_Task description_
Continue the biography of the Ukrainian singer Oleksandr Ponomariov from its last sentence.

_Extract to read_
___
Ukrainian singer (born 1973)

Oleksandr Valeriyovych Ponomariov (Олександр Валерійович Пономарьов; born August 9, 1973) is a Ukrainian singer. He has been awarded the country's "Singer of the Year" seven times.

==Early life and education==
Ponomariov was born in Khmelnitskiy, Ukrainian SSR (now Khmelnytskyi, Ukraine). One of his early interests was boxing. When his eyesight started to deteriorate he was forbidden to fight by his doctor. While he had always enjoyed singing, he never thought that music could be his main occupation. Despite this, he applied to a music college where he encountered one drawback: he could not read music. The college professors accepted him on the basis of his excellent singing voice and allowed him to stay on the condition that he master the school's seven-year curriculum in the space of one year. He apparently succeeded.

==Career==
Since 1992, Oleksandr has taken part in dozens of Ukrainian and international festivals. In 1998, Ukraine's government recognized Oleksandr by awarding him the title of "Honored Artist of Ukraine".
___
_Data shown_
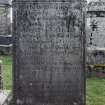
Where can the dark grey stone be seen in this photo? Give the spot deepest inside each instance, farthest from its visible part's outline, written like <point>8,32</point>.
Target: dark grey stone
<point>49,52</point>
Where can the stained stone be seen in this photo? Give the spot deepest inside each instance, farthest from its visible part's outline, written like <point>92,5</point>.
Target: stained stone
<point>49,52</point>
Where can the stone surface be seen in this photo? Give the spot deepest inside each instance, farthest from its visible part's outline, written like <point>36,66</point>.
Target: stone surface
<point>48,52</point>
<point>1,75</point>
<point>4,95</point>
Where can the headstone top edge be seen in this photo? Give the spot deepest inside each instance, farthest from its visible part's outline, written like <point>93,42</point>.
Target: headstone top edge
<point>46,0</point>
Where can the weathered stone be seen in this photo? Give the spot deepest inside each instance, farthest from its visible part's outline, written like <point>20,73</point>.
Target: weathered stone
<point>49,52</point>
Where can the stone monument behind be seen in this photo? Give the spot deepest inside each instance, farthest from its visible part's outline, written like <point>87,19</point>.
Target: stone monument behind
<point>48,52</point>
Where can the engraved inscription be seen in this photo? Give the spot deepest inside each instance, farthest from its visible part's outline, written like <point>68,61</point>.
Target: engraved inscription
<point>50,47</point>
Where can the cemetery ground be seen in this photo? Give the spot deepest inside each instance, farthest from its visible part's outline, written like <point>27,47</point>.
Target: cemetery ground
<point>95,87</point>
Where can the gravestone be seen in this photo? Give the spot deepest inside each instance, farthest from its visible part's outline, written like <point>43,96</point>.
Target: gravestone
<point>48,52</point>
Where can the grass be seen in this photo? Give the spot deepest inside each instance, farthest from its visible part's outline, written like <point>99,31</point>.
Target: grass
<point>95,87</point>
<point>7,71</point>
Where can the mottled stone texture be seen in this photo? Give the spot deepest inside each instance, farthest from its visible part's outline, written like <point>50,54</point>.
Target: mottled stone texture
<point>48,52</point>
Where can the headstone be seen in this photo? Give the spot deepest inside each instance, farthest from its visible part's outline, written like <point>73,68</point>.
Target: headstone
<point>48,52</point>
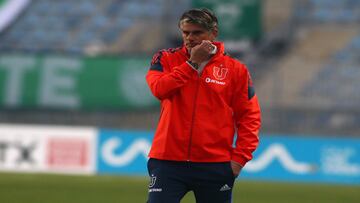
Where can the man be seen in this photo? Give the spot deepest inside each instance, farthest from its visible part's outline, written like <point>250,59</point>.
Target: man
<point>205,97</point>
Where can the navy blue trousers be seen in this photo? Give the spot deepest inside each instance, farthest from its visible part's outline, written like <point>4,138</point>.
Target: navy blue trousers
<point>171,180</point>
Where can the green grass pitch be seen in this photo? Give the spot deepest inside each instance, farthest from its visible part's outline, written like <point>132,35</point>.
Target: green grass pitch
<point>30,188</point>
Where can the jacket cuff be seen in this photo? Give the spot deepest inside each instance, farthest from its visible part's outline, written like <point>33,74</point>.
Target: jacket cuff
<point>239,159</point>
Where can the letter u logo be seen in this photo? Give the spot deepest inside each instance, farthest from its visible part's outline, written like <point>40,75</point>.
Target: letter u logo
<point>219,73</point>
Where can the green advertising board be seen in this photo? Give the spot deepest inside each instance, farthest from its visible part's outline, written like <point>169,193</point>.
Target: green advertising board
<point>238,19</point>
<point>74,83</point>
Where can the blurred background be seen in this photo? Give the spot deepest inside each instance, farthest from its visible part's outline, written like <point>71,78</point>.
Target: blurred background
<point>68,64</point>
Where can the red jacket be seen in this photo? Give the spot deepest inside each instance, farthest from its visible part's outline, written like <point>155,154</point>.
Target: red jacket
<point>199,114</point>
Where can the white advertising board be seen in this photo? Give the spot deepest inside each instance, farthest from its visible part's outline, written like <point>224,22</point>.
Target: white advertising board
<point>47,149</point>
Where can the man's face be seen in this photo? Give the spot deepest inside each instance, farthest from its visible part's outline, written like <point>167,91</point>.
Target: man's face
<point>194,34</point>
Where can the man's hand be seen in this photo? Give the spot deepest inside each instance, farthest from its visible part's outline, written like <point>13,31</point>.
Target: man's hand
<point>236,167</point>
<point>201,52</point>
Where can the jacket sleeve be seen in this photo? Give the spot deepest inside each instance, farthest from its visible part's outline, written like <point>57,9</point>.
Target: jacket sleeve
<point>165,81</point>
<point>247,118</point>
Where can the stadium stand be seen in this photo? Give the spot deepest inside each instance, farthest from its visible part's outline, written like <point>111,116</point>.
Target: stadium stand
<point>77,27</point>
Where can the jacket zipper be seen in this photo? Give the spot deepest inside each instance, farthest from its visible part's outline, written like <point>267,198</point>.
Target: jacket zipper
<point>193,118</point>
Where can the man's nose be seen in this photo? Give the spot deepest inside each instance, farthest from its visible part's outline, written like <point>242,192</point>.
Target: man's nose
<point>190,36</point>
___
_Answer_
Oleksandr, performing "Hasta la vista" was the first artist ever to represent Ukraine in the Eurovision Song Contest 2003. His performance included a circus act with a contortionist and an Apollo program rocket. He finished in 14th place.

==Albums==

- Z ranku do nochi (From Morning Till Night) (1996)
- Persha i ostannya lyubov (First and Last Love) (1997)
- Vin (He) (2000)
- Vona (She) (2001)
- Krashche (The Best) (2004)
- Ya lyublyu tilky tebe (Only You I Love) (2006)
- Z ranku do nochi (From Morning Till Night) (2006)
- Persha i ostannya lyubov (First and Last Love) (2006)
- Golden Hits (2007)
- Nichenkoyu (At Night) (2007)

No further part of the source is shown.